Source passage
↓↓↓

Removing the method='auto' option is a consequence of removing response_method='auto'.

Consider we have a model that supports both decision_function and predict_proba . Furthermore, assume it is a model that supports recursion method. Then we can have at least the following cases:

  1. kind='average', response_method='decision_function', method='auto' In this case, method will become method='recursion' because the model supports recursion option (first set of if). Everything works well.

  2. kind='average', response_method='predict_proba', method='auto' In this case, method will also become method=recursion because the model supports recursion (first set of if). But after that, a value error will be thrown because the response_method cannot be set or was not set to decision_function. The error would not have been thrown if response_method='auto' cause in that case response_method would have become 'decision_function'. But since that option is no longer available, IMO it doesn't make sense to keep the option method='auto'.

RobertSamoilescu avatar Sep 02 '22 20:09 RobertSamoilescu

Following an offline discussion it was decided to simplify the implementation and user interface by splitting the implementation into two distinct classes:

  • PartialDependence for use with black-box models calculating PD using a brute-force approach
  • TreePartialDependence for use with white-box models (currently only a small selection of sklearn estimators) that support a recursive algorithm for calculating PD which is faster than the brute-force approach

This allows us to remove all of the slightly confusing arguments discussed previously.

↑↑↑

Written exercise
Can you copy the stretch from "Following an offline" through "arguments discussed previously." word for word from the partial dependence discussion? The material that comes next is separate from the partial dependence discussion.

Data
↓↓↓

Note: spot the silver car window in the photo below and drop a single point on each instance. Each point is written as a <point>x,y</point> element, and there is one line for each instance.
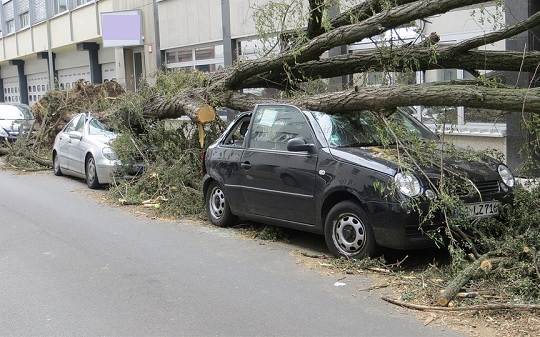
<point>71,125</point>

↑↑↑

Result of this task
Following an offline discussion it was decided to simplify the implementation and user interface by splitting the implementation into two distinct classes:

  • PartialDependence for use with black-box models calculating PD using a brute-force approach
  • TreePartialDependence for use with white-box models (currently only a small selection of sklearn estimators) that support a recursive algorithm for calculating PD which is faster than the brute-force approach

This allows us to remove all of the slightly confusing arguments discussed previously.